_STATED GOAL_
Reproduce the following lines word for word, with nothing changed.

_SUPPLIED INFORMATION_
START

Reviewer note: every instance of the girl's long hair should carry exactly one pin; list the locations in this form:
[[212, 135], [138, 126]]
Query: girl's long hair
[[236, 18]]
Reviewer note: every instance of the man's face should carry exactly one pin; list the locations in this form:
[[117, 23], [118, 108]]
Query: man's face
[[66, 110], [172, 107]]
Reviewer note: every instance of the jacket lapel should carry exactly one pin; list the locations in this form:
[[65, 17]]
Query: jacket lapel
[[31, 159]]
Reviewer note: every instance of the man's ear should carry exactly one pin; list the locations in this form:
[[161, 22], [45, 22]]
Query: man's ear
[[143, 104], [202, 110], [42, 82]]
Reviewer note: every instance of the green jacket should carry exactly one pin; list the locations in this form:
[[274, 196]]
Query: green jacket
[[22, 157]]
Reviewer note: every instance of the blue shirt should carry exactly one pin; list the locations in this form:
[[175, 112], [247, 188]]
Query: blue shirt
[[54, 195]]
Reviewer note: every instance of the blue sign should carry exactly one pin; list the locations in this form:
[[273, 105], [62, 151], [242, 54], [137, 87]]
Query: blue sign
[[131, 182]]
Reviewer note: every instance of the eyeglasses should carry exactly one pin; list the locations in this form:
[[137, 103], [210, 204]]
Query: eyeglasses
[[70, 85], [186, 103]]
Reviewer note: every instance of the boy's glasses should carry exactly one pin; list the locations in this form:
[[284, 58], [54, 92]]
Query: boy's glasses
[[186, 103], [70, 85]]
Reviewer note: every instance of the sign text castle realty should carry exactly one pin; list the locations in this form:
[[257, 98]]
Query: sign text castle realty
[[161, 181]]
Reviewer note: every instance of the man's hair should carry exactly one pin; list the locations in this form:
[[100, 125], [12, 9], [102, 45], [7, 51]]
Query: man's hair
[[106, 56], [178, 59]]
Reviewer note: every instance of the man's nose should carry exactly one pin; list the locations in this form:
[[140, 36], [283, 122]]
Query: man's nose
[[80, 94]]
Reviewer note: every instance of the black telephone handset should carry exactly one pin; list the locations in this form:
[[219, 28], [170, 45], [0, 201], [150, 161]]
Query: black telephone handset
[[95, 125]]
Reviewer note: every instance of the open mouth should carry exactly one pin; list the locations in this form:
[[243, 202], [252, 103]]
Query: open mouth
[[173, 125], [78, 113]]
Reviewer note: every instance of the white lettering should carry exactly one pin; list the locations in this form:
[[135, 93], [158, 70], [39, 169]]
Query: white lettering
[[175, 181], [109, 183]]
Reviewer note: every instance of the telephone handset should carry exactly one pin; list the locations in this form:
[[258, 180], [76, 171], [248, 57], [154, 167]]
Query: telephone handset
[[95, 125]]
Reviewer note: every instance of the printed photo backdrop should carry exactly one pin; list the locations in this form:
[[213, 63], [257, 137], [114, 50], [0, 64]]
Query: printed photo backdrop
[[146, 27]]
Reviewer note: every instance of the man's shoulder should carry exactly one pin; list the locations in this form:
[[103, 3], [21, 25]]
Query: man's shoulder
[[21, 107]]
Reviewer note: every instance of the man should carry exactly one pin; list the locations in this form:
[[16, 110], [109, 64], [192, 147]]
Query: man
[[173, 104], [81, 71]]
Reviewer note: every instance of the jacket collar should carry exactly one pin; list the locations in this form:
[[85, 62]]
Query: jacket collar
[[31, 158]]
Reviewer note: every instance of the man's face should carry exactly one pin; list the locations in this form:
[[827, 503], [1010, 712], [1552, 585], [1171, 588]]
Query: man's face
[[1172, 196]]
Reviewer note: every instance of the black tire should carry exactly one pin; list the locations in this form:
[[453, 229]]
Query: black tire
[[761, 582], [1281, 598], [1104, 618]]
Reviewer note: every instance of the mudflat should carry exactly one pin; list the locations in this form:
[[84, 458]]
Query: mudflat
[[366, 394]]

END

_RESPONSE_
Reviewer note: every instance of the girl's long hair should carry exactly one pin; list the locations in this form:
[[212, 135], [138, 126]]
Query: girl's long hair
[[236, 18]]
Reviewer note: every instance of the man's face should carry exactly one pin; list the locations in this form:
[[117, 23], [118, 108]]
Query: man's face
[[66, 110], [172, 107]]
Reviewer note: every instance of the jacket lapel should carry exactly one pin; list the locations in this form:
[[65, 17]]
Query: jacket lapel
[[31, 159]]
Reviewer note: every instance of the man's ear should carry exactly one pin; list the locations in this form:
[[161, 22], [45, 22]]
Query: man's ear
[[143, 104], [202, 110], [42, 82]]
Reviewer note: every instance of the green jacket should carry exactly one pin; list the locations in this form:
[[274, 196]]
Query: green jacket
[[22, 157]]
Reviewer note: every instance of the blue shirt should carry exactly one pin; list the locations in this form:
[[175, 112], [247, 188]]
Query: blue shirt
[[54, 195]]
Reviewer note: every instance of the blue sign should carry exactly one pin; list the locations in this form:
[[273, 105], [62, 151], [242, 54], [137, 87]]
Query: blue sign
[[131, 182]]
Reviewer note: every instance of the eyeglasses should carry exactly one pin; list the locations in this form:
[[137, 103], [210, 204]]
Query: eyeglasses
[[70, 85], [186, 103]]
Reviewer note: every instance of the boy's glasses should carry exactly one pin; list the locations in this form:
[[284, 58], [54, 92]]
Query: boy's glasses
[[186, 103], [70, 85]]
Reviewer note: every instance of the sign text castle realty should carry exactly one pin; list the locations in this form:
[[257, 98]]
Query: sign text castle realty
[[161, 181]]
Reviewer note: every instance of the man's hair should carry exactly one pin; list the locations in this form:
[[100, 125], [12, 9], [102, 45], [7, 51]]
Query: man's hair
[[106, 56], [178, 59]]
Reviewer note: every instance of the man's nose should carry exactly one pin; list the locations in this form:
[[140, 36], [283, 122]]
Query: man's nose
[[80, 94]]
Reviewer note: every instance of the black telephone handset should carry exactly one pin; list the locations in this form:
[[219, 28], [170, 45], [0, 201], [150, 161]]
Query: black telephone handset
[[95, 125]]
Reviewer note: every instance of the open mouth should carry exactly one pin; list the locations in this form:
[[243, 202], [252, 103]]
Query: open mouth
[[173, 125], [78, 113]]
Reviewer note: every instance of the white lettering should carry exactly one pin; list the locations in this form:
[[135, 93], [158, 70], [39, 169]]
Query: white lettering
[[175, 181], [109, 183]]
Reviewer note: every instance of the telephone handset should carry exactly one pin; list the locations in this form:
[[258, 180], [76, 171], [248, 57], [154, 167]]
Query: telephone handset
[[95, 125]]
Reviewer note: every instance of the printed photo backdrop should carry exactly one pin; list the locations in this form:
[[213, 63], [257, 137], [114, 50], [0, 64]]
Query: printed photo backdrop
[[146, 27]]
Reviewer note: every instance of the man's shoulder should carry exactly one pin; list the locations in this form:
[[103, 3], [21, 25]]
Query: man's shoulder
[[21, 107]]
Reviewer note: every instance of the man should carry exactly one pin; list the locations in this form:
[[16, 110], [109, 64], [192, 147]]
Query: man
[[173, 104], [81, 71]]
Reviewer note: every instance of the jacket collar should carry exactly one pin; list the locations in this form:
[[85, 62]]
Query: jacket collar
[[31, 158]]
Reviewer note: every instance of the man's face should carry exactly one pin; list the locations in this form:
[[827, 503], [1010, 712], [1552, 585], [1171, 588]]
Query: man's face
[[1172, 196]]
Reviewer note: every instance of the black tire should carry exactly one pin; list the locations in this form:
[[453, 229]]
Query: black tire
[[761, 582], [1281, 598], [1104, 618]]
Reviewer note: every instance of the mudflat should carry exactly one pin; list the locations in this form:
[[84, 458]]
Query: mudflat
[[366, 394]]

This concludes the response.